* _INSTRUCTIONS FOR THE TASK_: Please rewrite the entries from the start through the line containing "x=752, y=355", swapping "metal pole" for "steel post" and keeping everything else the same. Leave the pictures out.

* _Excerpts of pointing data_:
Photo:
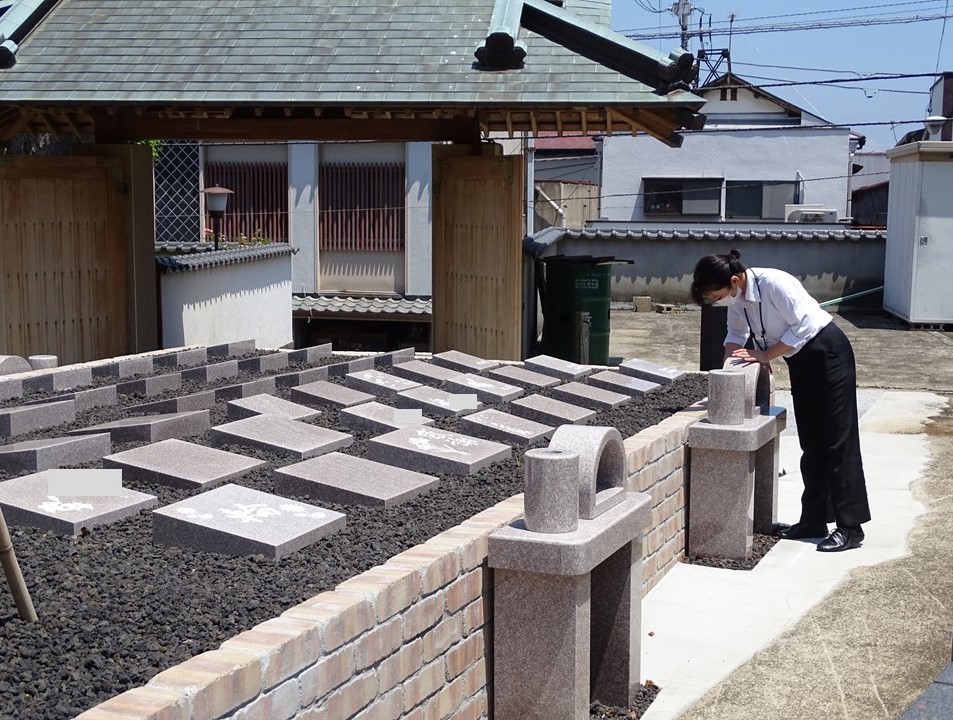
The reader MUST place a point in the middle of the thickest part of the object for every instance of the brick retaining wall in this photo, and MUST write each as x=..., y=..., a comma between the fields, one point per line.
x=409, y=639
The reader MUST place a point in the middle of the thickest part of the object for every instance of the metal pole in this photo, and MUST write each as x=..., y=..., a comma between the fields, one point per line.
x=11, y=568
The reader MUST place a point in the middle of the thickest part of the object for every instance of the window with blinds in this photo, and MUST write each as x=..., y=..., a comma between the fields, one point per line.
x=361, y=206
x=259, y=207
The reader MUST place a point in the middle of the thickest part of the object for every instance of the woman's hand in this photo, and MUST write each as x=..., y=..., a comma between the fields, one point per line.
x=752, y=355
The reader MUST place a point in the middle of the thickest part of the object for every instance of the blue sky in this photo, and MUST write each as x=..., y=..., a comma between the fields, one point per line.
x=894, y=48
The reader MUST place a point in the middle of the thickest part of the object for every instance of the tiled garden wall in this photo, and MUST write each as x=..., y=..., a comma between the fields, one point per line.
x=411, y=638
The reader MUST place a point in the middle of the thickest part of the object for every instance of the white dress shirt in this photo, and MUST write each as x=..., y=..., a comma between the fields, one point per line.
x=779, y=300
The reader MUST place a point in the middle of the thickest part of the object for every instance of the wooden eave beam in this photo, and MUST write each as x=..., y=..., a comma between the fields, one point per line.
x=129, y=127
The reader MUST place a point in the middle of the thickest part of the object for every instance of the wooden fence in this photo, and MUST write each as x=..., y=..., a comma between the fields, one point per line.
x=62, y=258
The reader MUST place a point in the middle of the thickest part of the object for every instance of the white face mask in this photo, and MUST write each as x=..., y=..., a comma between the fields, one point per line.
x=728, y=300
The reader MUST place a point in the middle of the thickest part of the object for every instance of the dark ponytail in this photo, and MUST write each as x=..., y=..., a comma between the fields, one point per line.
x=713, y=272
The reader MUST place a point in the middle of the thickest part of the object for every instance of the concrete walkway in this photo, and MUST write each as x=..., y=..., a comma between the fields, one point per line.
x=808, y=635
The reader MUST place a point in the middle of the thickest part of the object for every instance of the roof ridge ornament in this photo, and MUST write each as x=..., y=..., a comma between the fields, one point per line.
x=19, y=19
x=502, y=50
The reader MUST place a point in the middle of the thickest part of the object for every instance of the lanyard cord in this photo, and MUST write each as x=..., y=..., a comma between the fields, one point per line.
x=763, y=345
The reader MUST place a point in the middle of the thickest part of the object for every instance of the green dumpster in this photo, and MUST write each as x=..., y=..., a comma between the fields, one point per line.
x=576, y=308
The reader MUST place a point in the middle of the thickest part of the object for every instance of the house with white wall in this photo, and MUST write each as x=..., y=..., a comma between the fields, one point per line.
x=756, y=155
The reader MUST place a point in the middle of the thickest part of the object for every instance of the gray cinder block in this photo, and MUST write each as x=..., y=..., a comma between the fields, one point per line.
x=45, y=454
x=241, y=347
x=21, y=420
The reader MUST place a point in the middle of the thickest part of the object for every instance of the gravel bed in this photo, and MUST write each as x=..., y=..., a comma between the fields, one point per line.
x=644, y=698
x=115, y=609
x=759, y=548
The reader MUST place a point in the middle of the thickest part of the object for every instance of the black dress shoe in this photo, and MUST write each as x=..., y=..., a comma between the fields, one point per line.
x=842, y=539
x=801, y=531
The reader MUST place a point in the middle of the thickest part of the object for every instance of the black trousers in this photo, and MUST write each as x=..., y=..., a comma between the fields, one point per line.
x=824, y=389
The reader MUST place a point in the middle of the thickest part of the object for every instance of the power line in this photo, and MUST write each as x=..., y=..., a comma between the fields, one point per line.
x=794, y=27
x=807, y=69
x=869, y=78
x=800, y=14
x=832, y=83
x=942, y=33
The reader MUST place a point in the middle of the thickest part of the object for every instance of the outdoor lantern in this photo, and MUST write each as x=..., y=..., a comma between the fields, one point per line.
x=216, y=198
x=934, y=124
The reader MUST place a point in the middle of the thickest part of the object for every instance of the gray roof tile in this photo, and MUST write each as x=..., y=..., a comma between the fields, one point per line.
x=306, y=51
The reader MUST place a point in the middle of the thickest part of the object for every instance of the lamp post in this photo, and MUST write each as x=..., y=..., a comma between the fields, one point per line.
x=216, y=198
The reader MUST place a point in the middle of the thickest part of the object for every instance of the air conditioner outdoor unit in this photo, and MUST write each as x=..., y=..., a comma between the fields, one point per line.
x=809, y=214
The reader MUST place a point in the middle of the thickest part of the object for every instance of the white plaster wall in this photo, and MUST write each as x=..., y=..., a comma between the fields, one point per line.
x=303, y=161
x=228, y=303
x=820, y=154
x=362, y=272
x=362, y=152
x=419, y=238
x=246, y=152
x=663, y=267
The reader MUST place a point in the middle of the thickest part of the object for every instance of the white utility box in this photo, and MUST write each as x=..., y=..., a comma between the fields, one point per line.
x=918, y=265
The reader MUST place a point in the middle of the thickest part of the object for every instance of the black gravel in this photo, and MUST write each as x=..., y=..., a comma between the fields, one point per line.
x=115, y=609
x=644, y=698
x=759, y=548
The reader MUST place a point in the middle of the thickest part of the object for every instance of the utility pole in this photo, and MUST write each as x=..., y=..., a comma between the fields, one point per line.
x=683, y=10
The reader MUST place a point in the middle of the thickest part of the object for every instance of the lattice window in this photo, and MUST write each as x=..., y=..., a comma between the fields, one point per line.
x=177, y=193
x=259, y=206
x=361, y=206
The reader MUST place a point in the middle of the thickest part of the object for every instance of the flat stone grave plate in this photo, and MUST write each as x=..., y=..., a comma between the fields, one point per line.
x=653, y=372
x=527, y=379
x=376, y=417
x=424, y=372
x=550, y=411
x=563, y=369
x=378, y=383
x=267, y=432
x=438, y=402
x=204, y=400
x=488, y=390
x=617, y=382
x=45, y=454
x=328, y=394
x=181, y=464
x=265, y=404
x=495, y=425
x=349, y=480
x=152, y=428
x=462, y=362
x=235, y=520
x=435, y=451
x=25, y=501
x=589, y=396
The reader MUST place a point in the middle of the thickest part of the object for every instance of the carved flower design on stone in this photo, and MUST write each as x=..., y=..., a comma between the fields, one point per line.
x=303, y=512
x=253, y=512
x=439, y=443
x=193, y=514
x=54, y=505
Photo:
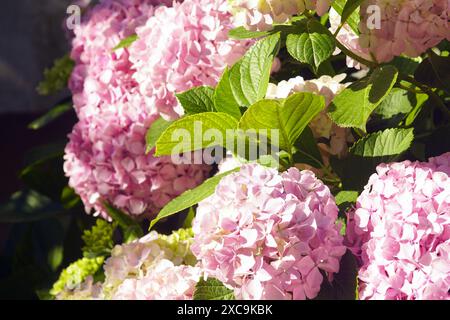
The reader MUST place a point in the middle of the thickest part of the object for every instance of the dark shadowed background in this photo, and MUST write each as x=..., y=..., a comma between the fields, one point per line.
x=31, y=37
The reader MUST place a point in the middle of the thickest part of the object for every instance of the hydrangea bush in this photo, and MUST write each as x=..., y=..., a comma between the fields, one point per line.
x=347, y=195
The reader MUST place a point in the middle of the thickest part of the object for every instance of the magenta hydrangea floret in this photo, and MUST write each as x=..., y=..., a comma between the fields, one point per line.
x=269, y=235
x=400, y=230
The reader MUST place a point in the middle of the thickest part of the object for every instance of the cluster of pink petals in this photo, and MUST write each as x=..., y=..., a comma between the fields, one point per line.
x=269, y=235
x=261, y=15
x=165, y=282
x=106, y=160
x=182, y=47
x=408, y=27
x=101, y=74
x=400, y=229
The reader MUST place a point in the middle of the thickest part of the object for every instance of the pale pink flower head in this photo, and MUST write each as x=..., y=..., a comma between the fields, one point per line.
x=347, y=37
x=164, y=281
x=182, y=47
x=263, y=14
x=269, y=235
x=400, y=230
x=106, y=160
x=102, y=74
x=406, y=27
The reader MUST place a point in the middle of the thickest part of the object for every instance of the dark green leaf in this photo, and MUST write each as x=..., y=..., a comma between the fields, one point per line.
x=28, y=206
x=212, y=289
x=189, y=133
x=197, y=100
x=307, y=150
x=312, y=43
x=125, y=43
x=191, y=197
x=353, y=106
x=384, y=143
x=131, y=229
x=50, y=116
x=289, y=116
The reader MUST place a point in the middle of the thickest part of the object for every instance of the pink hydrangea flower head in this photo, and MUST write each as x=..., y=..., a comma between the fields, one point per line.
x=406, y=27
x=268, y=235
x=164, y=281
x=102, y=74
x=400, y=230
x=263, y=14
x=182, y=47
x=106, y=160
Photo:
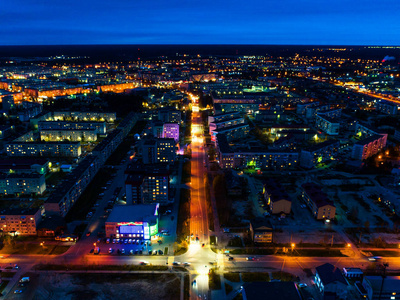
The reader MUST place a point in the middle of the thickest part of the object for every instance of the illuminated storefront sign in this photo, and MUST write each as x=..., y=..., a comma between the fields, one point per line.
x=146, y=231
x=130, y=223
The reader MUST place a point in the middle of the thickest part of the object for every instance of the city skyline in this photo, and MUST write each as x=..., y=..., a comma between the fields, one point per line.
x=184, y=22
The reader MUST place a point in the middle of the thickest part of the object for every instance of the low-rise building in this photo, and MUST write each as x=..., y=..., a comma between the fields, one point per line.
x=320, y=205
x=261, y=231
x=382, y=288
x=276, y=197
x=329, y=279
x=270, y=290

* _IN RESPONSE_:
Photo:
The reader MUST place a point in the middle of the thickest part of the object for every instance of the brick retaining wall in this photo, and MUST write each as x=..., y=..., a comma between the fields, one point per line.
x=409, y=639
The reader MUST place a point in the middle of the thickest part of the object for every instance of the steel post in this photo, and MUST write each as x=..., y=..., a comma between the fields, one point per line.
x=11, y=568
The reader MUST place a point in the middle of the thickest part of the object for every instance of the window with blinds in this photo, and MUST write each as x=..., y=..., a comma between the fields, one point per line.
x=361, y=206
x=259, y=207
The reader MUST place a point in the middle of the thickest part of the object for every instance of the woman's hand in this photo, and MUST write each as x=..., y=..., a comma between the fields, one point per line.
x=752, y=355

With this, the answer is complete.